Records for processing
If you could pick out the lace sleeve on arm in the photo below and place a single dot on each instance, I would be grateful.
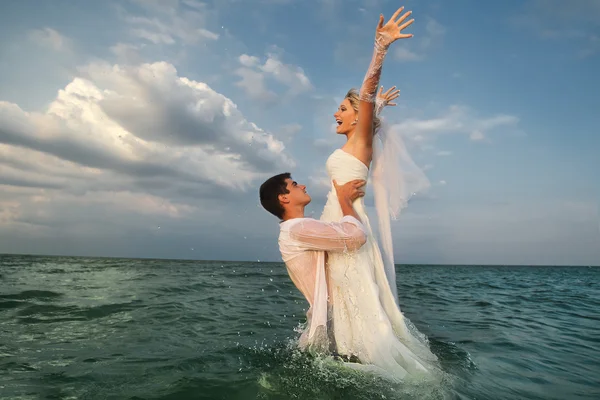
(329, 236)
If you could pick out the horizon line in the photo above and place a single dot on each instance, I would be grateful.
(281, 262)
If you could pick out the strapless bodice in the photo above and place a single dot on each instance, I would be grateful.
(344, 167)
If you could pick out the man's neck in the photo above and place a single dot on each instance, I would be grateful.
(292, 213)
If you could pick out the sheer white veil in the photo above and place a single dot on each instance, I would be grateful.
(395, 179)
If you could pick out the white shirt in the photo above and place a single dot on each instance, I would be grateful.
(303, 243)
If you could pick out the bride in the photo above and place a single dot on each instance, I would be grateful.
(366, 321)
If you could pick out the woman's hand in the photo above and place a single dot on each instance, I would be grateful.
(387, 34)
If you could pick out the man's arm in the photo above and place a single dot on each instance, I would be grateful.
(312, 234)
(348, 234)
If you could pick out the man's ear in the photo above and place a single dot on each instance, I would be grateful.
(283, 198)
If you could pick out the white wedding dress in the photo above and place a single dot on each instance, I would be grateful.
(365, 319)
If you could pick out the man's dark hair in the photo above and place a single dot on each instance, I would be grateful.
(269, 193)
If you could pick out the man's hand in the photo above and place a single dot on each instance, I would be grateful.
(350, 191)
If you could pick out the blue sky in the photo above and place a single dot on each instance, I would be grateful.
(144, 128)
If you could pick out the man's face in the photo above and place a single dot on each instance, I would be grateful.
(297, 193)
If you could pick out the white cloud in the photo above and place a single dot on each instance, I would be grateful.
(254, 74)
(49, 37)
(288, 131)
(130, 142)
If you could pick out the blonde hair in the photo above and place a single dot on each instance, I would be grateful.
(354, 99)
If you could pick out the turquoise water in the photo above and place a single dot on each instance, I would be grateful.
(85, 328)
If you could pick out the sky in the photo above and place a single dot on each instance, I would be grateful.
(143, 128)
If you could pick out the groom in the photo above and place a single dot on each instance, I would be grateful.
(304, 242)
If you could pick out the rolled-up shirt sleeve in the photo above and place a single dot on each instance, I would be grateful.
(348, 234)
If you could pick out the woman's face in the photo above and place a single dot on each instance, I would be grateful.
(345, 117)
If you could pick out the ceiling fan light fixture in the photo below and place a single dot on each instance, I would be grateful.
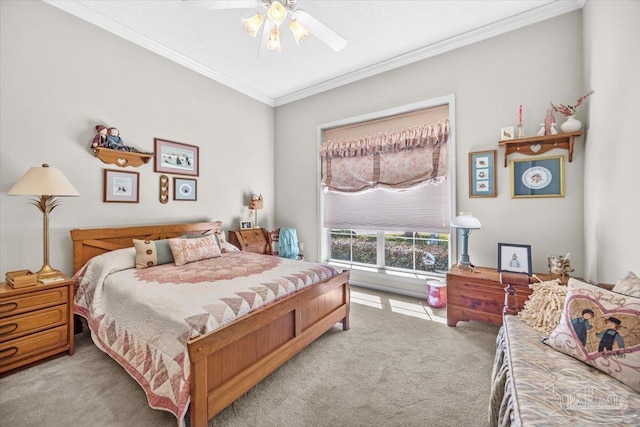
(274, 40)
(253, 24)
(277, 13)
(299, 31)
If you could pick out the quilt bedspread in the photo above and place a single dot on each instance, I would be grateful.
(535, 385)
(143, 318)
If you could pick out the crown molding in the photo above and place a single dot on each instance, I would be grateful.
(86, 13)
(547, 11)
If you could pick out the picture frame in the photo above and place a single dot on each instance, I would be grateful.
(176, 158)
(514, 258)
(538, 177)
(482, 173)
(185, 189)
(507, 133)
(121, 186)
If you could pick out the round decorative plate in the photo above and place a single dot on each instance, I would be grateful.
(536, 177)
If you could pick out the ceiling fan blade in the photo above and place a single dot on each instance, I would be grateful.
(320, 31)
(220, 4)
(266, 30)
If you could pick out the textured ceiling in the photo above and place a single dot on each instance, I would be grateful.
(381, 35)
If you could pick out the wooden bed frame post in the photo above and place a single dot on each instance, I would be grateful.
(229, 361)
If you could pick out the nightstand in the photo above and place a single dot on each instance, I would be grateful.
(36, 323)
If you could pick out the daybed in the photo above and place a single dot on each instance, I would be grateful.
(534, 384)
(187, 350)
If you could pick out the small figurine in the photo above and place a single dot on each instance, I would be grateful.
(115, 142)
(100, 139)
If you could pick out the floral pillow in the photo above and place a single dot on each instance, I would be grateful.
(543, 309)
(152, 252)
(628, 285)
(602, 329)
(194, 249)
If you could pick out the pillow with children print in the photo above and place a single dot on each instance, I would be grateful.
(602, 329)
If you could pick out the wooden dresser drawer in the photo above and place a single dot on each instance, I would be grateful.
(20, 350)
(27, 323)
(33, 301)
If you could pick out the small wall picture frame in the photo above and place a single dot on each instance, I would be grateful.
(185, 189)
(176, 158)
(514, 258)
(121, 186)
(482, 173)
(538, 177)
(507, 133)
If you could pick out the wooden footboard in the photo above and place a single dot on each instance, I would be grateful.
(229, 361)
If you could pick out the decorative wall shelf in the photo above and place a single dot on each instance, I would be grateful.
(121, 158)
(539, 144)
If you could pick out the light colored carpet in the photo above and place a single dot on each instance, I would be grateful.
(398, 365)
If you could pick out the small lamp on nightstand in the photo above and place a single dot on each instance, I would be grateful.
(47, 183)
(465, 222)
(255, 203)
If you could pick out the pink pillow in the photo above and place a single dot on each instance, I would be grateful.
(191, 250)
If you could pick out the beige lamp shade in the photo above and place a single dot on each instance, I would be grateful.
(44, 181)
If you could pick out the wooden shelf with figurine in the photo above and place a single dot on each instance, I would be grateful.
(108, 147)
(539, 144)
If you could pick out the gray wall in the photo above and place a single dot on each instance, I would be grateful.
(531, 66)
(60, 76)
(612, 181)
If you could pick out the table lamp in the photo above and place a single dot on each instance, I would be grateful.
(256, 202)
(47, 183)
(465, 222)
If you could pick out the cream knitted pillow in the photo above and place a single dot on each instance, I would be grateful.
(543, 309)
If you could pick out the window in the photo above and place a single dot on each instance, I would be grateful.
(397, 178)
(417, 252)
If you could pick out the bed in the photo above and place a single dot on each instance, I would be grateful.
(220, 360)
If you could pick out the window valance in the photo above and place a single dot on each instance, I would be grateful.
(394, 160)
(409, 138)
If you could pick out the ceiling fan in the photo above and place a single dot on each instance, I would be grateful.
(301, 23)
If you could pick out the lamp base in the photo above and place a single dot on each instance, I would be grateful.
(46, 272)
(465, 266)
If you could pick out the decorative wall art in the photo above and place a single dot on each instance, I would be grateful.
(482, 174)
(540, 177)
(164, 189)
(185, 189)
(121, 187)
(176, 158)
(507, 133)
(514, 258)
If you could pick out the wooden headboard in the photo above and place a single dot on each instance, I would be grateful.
(90, 242)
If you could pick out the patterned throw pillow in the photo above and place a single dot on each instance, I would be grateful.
(602, 329)
(191, 250)
(543, 308)
(152, 252)
(628, 285)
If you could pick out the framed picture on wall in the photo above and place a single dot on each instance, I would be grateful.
(514, 258)
(482, 174)
(121, 187)
(185, 189)
(176, 158)
(538, 177)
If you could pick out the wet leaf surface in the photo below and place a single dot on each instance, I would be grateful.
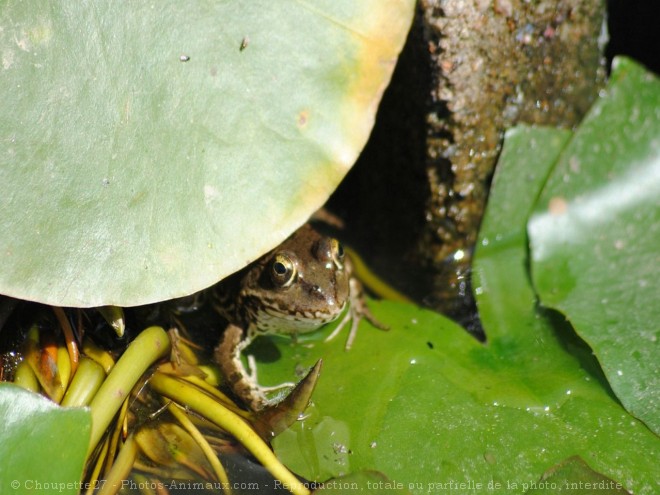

Your assignment
Keep each line of the records exactly as it is while transcribing them, but leave the images behind.

Response to the exercise
If you could pick out the lace sleeve on arm in the photo below and place a single dot on each instance, I would be grateful.
(329, 236)
If you could pick out the horizon line in the photo above and place a single dot on each instance, I would be grateful.
(281, 262)
If you could pick out the strapless bodice in the photo above and place a single dot on each instance, I would be grateful.
(344, 167)
If you could pick out the man's neck in the photo above and place a single dot on each instance, I would be grateful.
(292, 213)
If you could pick out the sheer white veil in the photo above and place a single dot on each instance, I would be grateful.
(395, 179)
If you could pick out the white shirt in the photo above and place a single dot on each instance, I would be grateful.
(303, 243)
If you could pick out the bride in the photo above and place a single dot on each instance, I would be grateful.
(366, 321)
If you could pick out the woman's hand in the photo above and place a single dot on each instance, I would be grateful.
(387, 34)
If you could pick out the man's arm in the photo above and place a single dot on each instance, I would be grateful.
(312, 234)
(348, 234)
If you could pick out the man's ear in the photo above and place a single dot on each instance, I would be grateful.
(283, 198)
If you could pick out the white wedding dress in the photo above and place a single dot on each instance, I would be grateful.
(365, 319)
If you could pick out the man's dark hair in the photo above and place a single dot on each instance, I would be grateful.
(269, 193)
If you could pick out the man's hand in the photo above and place a single dot on each instance, I would be grateful.
(350, 191)
If you could pick out the blue sky in the photo above and place a single dot on each instance, I would be grateful.
(144, 128)
If you could pick out the man's face in the photo above and place a single dot on each instance, I would be grateful.
(297, 193)
If you could pick out the white cloud in the photo above and place a single dot on each instance, I would be grateful.
(254, 74)
(49, 37)
(288, 131)
(130, 142)
If you could pick out the blonde hair in the photo above and place a single dot on each instance, I would be grateful.
(354, 99)
If you could pick out the turquoise water in the photo above and place a single dot on each instance, I would be grateful.
(85, 328)
If you could pick out the sky in the photo above and place a single dot on each instance, I would be grateful.
(143, 128)
If you could pick out the groom in the photo above and place a single dot on each instance, I would be grateful.
(304, 242)
If you could pick out the rolled-up shirt sleeve in the photo above and place a single dot on each instance, I would be grateful.
(348, 234)
If you could pick out the woman's face in the photo above and place a single dot on each instance, I would be grateful.
(345, 117)
If you could pick out the ceiling fan light fixture in the photo below and place a single dot on each instance, I would be grateful.
(274, 40)
(253, 24)
(277, 13)
(299, 31)
If you could pick out the quilt bedspread in the photo above and place a single dot on each instance, I would be grateful.
(535, 385)
(143, 318)
If you could pick out the crown molding in the photo above and place a single dot on each instance, I would be grateful.
(86, 13)
(547, 11)
If you could pick out the picture frame in the photo above and place a single dot on each instance, I would be grateful.
(176, 158)
(514, 258)
(538, 177)
(482, 173)
(185, 189)
(507, 133)
(121, 186)
If you could pick out the round decorative plate in the photo above and place a single dot on each instance, I would be grateful.
(536, 177)
If you could pick out the ceiling fan blade in the photo above and place a single dot on each instance, I would be grateful.
(320, 31)
(220, 4)
(266, 30)
If you could pick out the textured ceiling in the photo above and place a single dot on each instance, I would be grateful.
(381, 35)
If you could pick out the wooden bed frame post in the photo above and place a single dot on each instance, I would be grateful.
(229, 361)
If you could pick out the nightstand in the photo above and place a single dot on each instance, I would be grateful.
(36, 323)
If you could pick out the daybed in the photo above and place a single dot on each instance, I would be grateful.
(534, 384)
(187, 350)
If you could pick out the small figurine in the photo above and place a single dot on each instance, I would be grateful.
(115, 142)
(100, 139)
If you could pick out the floral pillow in the photo above and place a single dot on each instance, I would be grateful.
(543, 309)
(152, 252)
(628, 285)
(602, 329)
(194, 249)
If you could pick out the pillow with children print in the photo above and place a single dot on each instance, I would be grateful.
(602, 329)
If you could pick out the wooden dresser drawer in the photo above and place a single dot on each instance, I would be grateful.
(20, 350)
(27, 323)
(33, 301)
If you could pick out the small wall picture frame in the photo above and place a single dot on each instance, I would be grateful.
(185, 189)
(176, 158)
(514, 258)
(121, 186)
(482, 173)
(538, 177)
(507, 133)
If you could pick out the wooden footboard in the photo above and place a single dot on each instance, I would be grateful.
(229, 361)
If you could pick out the decorative wall shelf in the photo above and place a single dot on each instance, I would be grateful.
(121, 158)
(539, 144)
If you could pick out the light colored carpet in the photo above and place a single dot on each instance, I would be grateful.
(398, 365)
If you could pick out the small lamp on nightstand in the photo above and place a single dot on each instance, I would be grateful.
(47, 183)
(465, 222)
(255, 203)
If you could pick out the pink pillow in the photo above and place a single dot on each instance, I would be grateful.
(191, 250)
If you could pick out the beige lamp shade in the photo above and place a single dot on each instance, I would be grateful.
(44, 181)
If you could pick out the wooden shelf with figurine in the photo above and place a single dot on each instance, I would be grateful.
(108, 147)
(539, 144)
If you could pick out the gray wall in the photo above and place a single dot on each instance, I would be grateful.
(531, 66)
(60, 76)
(612, 181)
If you could pick out the table lamp in the photo above and place a single dot on each instance, I would be grateful.
(256, 202)
(47, 183)
(465, 222)
If you could pick out the cream knitted pillow in the photo above and place a single dot on each instance, I would be grateful.
(543, 309)
If you could pick out the window in the photo above and place a single dot on each instance, I would be grateful.
(397, 178)
(417, 252)
If you could pick out the bed in the photo above and place a single dot on each instance, I would be grateful.
(220, 360)
If you could pick out the window valance in the photo above and place a single dot on each instance, I would be grateful.
(394, 160)
(409, 138)
If you could pick out the ceiling fan in the photo above and place a single dot on each instance, I would be grateful.
(301, 23)
If you could pick out the lamp base in the photo above and place a single dot on each instance, I would be grateful.
(46, 272)
(465, 266)
If you could pick out the decorative wall art in the photo above and place a single dot on each instance, I would be grateful.
(482, 174)
(540, 177)
(164, 189)
(185, 189)
(121, 187)
(176, 158)
(507, 133)
(514, 258)
If you could pick out the wooden headboard in the photo above and place a single dot on each instance, I would be grateful.
(90, 242)
If you could pick out the patterned throw pillow in the photo above and place a single dot on each instance, I would be grateful.
(602, 329)
(191, 250)
(543, 308)
(152, 252)
(628, 285)
If you could pick out the framed picture on wall in the photo above and place a single dot on each instance, I would be grateful.
(514, 258)
(482, 174)
(121, 187)
(185, 189)
(176, 158)
(538, 177)
If you could pick out the wet leaf surface in the photo below and place a single dot on each instance, I would be grateful.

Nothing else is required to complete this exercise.